Activity: In the records below, find each line containing the word "with" and copy it.

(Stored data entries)
______
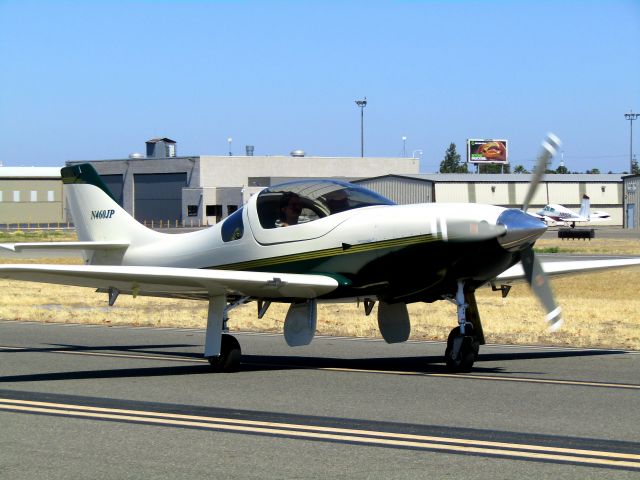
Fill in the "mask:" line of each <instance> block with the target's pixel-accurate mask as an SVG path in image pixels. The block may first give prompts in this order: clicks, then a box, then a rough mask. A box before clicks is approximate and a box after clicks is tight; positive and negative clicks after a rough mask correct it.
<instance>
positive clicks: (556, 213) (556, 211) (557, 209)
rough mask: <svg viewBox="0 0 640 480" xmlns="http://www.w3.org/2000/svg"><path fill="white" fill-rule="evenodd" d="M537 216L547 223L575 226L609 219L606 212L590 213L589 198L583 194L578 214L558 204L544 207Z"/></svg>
mask: <svg viewBox="0 0 640 480" xmlns="http://www.w3.org/2000/svg"><path fill="white" fill-rule="evenodd" d="M537 215H538V216H539V217H541V218H542V219H544V220H545V221H546V222H547V223H554V224H563V225H571V228H574V227H575V226H576V223H582V222H602V221H604V220H607V219H608V218H611V215H609V214H608V213H607V212H591V208H590V201H589V197H588V196H587V195H586V194H585V195H583V196H582V202H581V204H580V211H579V212H578V213H576V212H574V211H573V210H569V209H568V208H567V207H565V206H563V205H558V204H552V205H546V206H545V207H544V208H543V209H542V210H540V211H538V212H537Z"/></svg>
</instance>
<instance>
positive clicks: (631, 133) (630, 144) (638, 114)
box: [624, 110, 640, 173]
mask: <svg viewBox="0 0 640 480" xmlns="http://www.w3.org/2000/svg"><path fill="white" fill-rule="evenodd" d="M639 116H640V113H633V110H629V113H625V114H624V118H626V119H627V120H629V126H630V134H629V173H633V121H634V120H637V118H638V117H639Z"/></svg>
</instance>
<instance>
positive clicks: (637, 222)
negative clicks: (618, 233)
mask: <svg viewBox="0 0 640 480" xmlns="http://www.w3.org/2000/svg"><path fill="white" fill-rule="evenodd" d="M622 182H623V188H622V190H623V192H624V205H623V209H624V212H625V216H624V217H625V218H624V226H625V227H626V228H640V175H626V176H624V177H622Z"/></svg>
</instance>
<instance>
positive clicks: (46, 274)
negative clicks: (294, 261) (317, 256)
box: [0, 264, 339, 299]
mask: <svg viewBox="0 0 640 480" xmlns="http://www.w3.org/2000/svg"><path fill="white" fill-rule="evenodd" d="M0 278H5V279H14V280H23V281H32V282H42V283H54V284H59V285H71V286H77V287H90V288H97V289H105V290H106V289H109V288H116V289H118V290H119V291H122V292H131V293H133V294H139V295H149V296H159V297H162V296H171V295H187V296H197V297H207V296H214V295H223V294H237V295H242V296H251V297H259V298H266V299H278V298H307V299H309V298H316V297H318V296H321V295H324V294H327V293H330V292H332V291H333V290H335V289H336V288H338V286H339V282H338V281H337V280H336V279H334V278H332V277H329V276H326V275H302V274H289V273H268V272H242V271H227V270H205V269H195V268H172V267H138V266H92V265H23V264H20V265H10V264H7V265H0Z"/></svg>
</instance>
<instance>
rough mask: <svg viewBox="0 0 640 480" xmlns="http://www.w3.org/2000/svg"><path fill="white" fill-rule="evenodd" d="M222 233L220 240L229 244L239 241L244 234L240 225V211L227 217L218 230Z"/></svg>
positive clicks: (240, 220)
mask: <svg viewBox="0 0 640 480" xmlns="http://www.w3.org/2000/svg"><path fill="white" fill-rule="evenodd" d="M220 231H221V233H222V240H224V241H225V242H230V241H232V240H239V239H241V238H242V235H243V234H244V225H243V223H242V209H240V210H237V211H236V212H235V213H233V214H232V215H230V216H229V217H227V219H226V220H225V221H224V223H223V224H222V228H221V229H220Z"/></svg>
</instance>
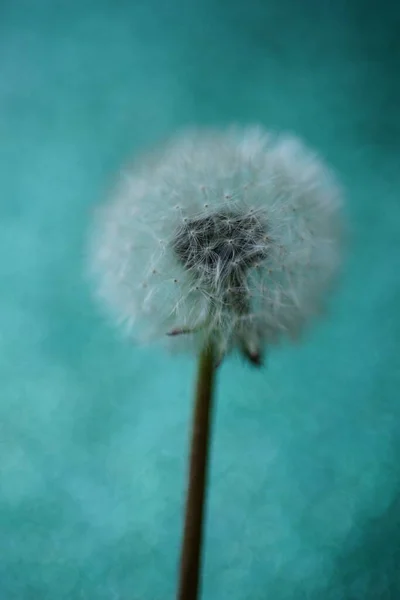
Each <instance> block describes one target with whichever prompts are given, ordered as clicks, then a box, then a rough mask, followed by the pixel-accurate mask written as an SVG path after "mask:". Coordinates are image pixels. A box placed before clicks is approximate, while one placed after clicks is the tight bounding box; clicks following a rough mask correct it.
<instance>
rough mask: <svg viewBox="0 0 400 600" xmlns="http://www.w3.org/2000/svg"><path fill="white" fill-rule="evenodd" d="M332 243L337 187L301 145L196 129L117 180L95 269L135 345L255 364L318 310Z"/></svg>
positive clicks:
______
Result of this exercise:
Fill in the "mask:" line of each <instance> block with the target's pixel-accurate mask as an SVG path in image pixels. The block may first give prompts in this order: clicks, then a box, then a rough mask. A box before clicks is approximate and a box after clicks is tight; positive and negative clicks after a rough mask correct it.
Each <instance> block describes one target with whichever prompts are given, ordered as clicks, then a box, then a rough mask, followed by the pixel-accurate mask written as an SVG path after "mask:". Coordinates are image pixels. A box placed before clicks is approximate, while one placed after clicks is the tight bounding box; clicks following a rough mask correct it.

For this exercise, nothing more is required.